>>>

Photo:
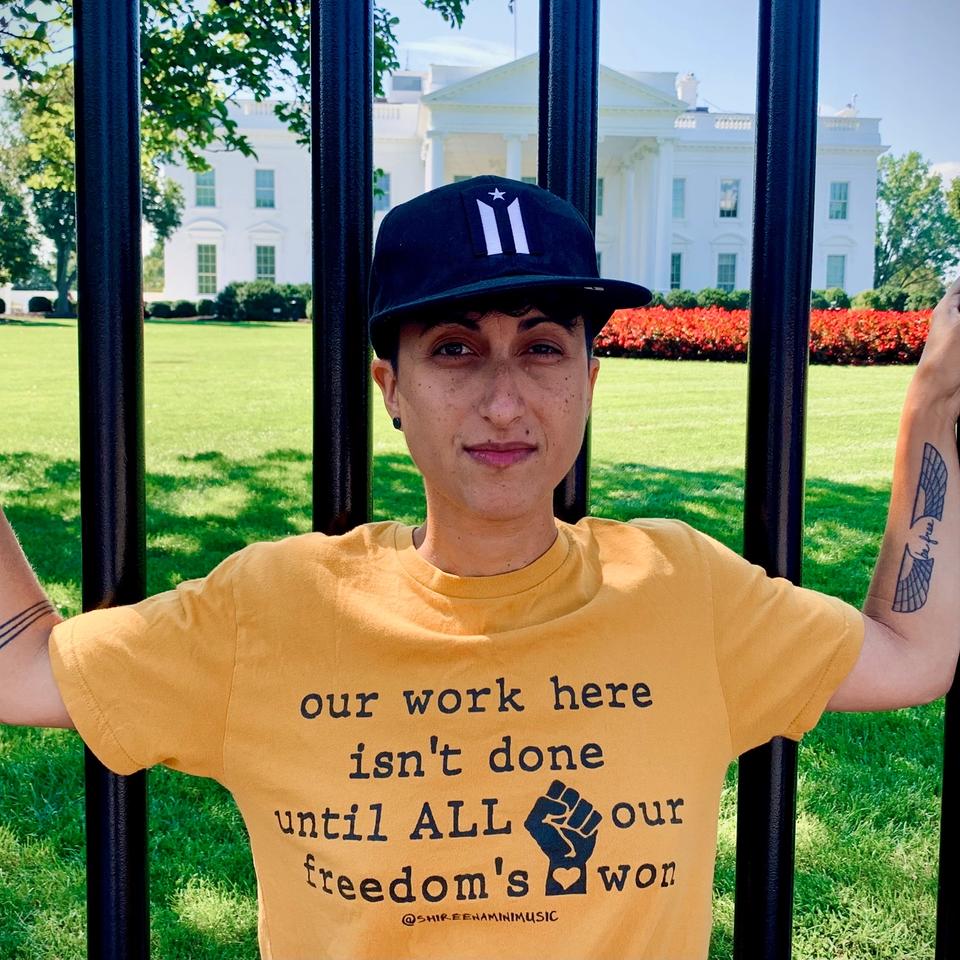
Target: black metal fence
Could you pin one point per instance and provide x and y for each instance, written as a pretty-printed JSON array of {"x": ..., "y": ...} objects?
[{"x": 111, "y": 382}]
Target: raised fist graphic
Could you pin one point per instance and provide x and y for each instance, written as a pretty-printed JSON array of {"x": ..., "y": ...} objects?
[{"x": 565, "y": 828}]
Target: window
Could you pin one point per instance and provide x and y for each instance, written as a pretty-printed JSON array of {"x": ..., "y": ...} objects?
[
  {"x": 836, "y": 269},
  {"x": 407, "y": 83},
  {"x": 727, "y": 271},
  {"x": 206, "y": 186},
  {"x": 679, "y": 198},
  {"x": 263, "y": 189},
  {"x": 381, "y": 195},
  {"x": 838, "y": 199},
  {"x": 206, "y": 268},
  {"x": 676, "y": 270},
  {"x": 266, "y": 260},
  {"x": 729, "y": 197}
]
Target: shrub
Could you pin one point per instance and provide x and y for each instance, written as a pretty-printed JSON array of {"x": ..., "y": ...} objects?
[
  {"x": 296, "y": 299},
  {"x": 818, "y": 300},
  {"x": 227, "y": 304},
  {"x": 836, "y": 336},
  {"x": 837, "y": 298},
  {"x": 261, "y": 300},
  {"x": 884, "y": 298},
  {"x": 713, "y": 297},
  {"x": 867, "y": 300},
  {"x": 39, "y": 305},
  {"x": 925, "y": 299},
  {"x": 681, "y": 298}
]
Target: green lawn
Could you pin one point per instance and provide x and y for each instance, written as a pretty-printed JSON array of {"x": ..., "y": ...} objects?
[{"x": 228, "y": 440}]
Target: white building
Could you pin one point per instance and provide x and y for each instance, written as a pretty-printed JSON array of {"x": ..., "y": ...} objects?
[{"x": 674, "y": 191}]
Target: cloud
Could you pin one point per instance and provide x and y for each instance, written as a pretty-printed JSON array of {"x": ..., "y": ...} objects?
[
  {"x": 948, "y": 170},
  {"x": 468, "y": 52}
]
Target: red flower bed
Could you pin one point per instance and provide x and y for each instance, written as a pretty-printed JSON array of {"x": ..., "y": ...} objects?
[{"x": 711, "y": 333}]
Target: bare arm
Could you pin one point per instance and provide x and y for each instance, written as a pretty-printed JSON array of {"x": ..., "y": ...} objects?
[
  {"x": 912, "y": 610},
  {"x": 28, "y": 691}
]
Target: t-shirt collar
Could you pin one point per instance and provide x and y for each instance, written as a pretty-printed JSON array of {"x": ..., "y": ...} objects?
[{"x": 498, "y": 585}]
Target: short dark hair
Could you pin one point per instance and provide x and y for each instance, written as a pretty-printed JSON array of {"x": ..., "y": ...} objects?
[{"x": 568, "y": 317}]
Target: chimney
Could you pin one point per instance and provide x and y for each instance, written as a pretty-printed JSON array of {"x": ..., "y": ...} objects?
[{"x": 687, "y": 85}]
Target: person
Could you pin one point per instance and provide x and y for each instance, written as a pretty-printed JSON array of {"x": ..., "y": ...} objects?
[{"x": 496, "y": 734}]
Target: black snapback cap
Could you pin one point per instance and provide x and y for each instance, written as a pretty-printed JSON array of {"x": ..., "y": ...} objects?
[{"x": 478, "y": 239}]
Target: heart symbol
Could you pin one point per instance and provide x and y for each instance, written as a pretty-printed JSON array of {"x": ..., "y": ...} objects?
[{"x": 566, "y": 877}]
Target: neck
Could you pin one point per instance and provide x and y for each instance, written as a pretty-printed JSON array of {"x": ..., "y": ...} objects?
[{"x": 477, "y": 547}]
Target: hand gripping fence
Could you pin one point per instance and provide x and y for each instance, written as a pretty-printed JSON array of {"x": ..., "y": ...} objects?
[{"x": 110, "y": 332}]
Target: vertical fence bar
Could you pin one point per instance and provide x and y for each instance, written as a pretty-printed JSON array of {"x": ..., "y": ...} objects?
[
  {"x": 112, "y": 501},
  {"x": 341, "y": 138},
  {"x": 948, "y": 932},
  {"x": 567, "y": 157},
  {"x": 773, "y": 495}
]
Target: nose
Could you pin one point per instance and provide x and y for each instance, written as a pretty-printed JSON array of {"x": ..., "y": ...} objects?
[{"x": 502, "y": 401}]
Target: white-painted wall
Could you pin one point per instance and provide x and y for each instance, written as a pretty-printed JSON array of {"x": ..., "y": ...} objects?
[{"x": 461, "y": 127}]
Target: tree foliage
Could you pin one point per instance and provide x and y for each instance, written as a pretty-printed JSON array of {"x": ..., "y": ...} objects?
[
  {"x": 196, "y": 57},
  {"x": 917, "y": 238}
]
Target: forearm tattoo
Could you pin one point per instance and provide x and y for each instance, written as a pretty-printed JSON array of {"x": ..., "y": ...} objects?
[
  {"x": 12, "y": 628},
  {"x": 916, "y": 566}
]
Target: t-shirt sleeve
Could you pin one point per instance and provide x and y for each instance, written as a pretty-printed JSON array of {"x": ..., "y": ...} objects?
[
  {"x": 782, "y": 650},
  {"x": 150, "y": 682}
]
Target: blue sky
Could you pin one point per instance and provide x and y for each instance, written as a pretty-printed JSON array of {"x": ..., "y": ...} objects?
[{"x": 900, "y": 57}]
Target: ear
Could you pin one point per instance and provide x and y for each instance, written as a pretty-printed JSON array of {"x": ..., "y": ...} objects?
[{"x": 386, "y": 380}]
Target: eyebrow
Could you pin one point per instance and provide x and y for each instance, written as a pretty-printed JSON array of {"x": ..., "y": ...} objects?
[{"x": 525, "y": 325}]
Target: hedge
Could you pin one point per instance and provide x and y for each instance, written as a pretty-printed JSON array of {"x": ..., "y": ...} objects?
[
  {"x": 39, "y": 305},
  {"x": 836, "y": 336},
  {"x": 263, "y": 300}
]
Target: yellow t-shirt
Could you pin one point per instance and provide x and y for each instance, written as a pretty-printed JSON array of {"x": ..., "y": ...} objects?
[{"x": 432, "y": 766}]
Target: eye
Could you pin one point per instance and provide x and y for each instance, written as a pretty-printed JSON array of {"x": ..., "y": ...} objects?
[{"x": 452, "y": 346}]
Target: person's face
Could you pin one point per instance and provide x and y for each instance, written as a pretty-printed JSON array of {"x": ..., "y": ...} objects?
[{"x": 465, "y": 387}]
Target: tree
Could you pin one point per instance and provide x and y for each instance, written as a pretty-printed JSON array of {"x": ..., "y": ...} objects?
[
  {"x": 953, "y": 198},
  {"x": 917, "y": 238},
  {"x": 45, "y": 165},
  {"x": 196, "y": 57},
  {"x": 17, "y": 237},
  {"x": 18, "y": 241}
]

<<<
>>>

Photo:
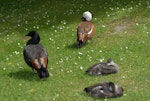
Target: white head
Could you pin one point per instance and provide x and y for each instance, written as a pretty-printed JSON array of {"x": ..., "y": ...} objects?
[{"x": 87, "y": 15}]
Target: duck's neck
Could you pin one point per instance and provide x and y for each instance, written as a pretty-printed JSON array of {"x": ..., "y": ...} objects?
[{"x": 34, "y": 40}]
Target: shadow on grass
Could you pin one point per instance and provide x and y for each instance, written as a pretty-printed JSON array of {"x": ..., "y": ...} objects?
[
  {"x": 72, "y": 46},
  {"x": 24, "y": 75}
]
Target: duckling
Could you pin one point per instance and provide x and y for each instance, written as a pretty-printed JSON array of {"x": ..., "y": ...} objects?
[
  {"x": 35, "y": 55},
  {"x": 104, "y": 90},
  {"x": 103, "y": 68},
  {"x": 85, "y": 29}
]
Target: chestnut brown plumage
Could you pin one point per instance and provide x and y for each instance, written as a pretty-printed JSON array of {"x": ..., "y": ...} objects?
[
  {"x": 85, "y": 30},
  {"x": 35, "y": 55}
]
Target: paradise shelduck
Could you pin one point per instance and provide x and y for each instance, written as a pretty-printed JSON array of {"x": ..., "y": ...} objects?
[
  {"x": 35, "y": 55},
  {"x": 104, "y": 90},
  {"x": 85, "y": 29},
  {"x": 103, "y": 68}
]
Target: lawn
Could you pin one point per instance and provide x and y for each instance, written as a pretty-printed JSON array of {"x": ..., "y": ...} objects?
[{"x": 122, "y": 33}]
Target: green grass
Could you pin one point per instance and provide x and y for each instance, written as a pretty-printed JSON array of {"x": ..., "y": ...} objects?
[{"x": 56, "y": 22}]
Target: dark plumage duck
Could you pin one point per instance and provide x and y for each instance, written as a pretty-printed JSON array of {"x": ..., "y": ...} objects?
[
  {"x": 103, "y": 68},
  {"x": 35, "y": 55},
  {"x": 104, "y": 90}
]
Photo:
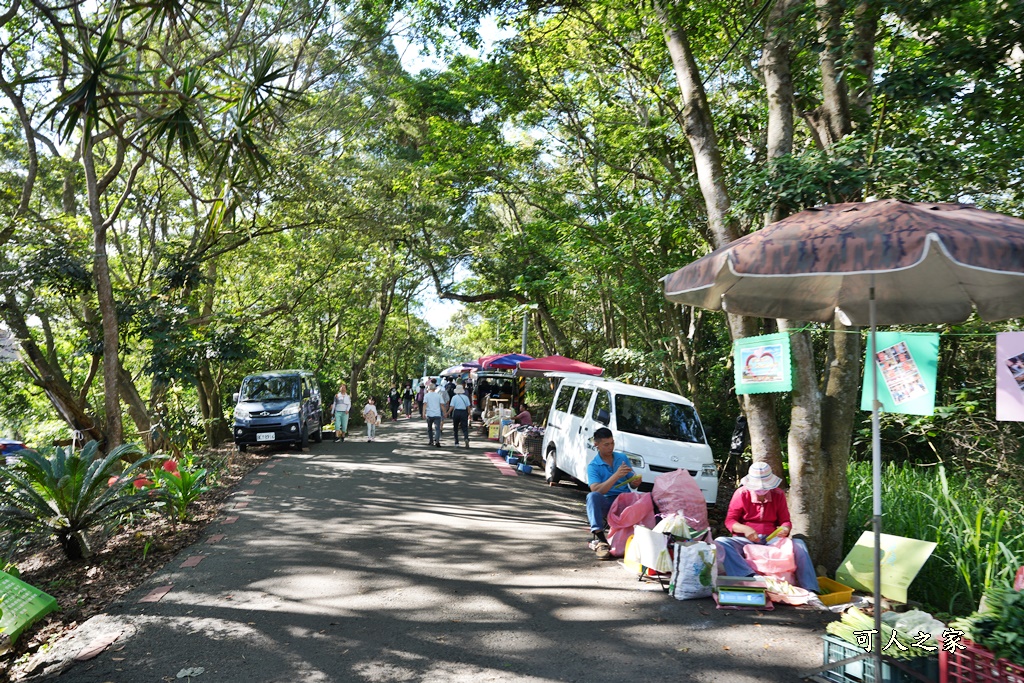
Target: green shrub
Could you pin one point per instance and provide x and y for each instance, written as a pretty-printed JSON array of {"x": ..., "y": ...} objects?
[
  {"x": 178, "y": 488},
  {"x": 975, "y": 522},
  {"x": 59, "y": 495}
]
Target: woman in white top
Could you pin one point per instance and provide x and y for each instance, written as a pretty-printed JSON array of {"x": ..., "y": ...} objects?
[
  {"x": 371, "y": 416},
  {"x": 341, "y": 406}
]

<<<

## Task prompt
List every line in the rows above that contains the string "shirt". Case counts.

## The response
Target: t-shirt collar
Target: t-shirt sleeve
Target: yellow t-shirt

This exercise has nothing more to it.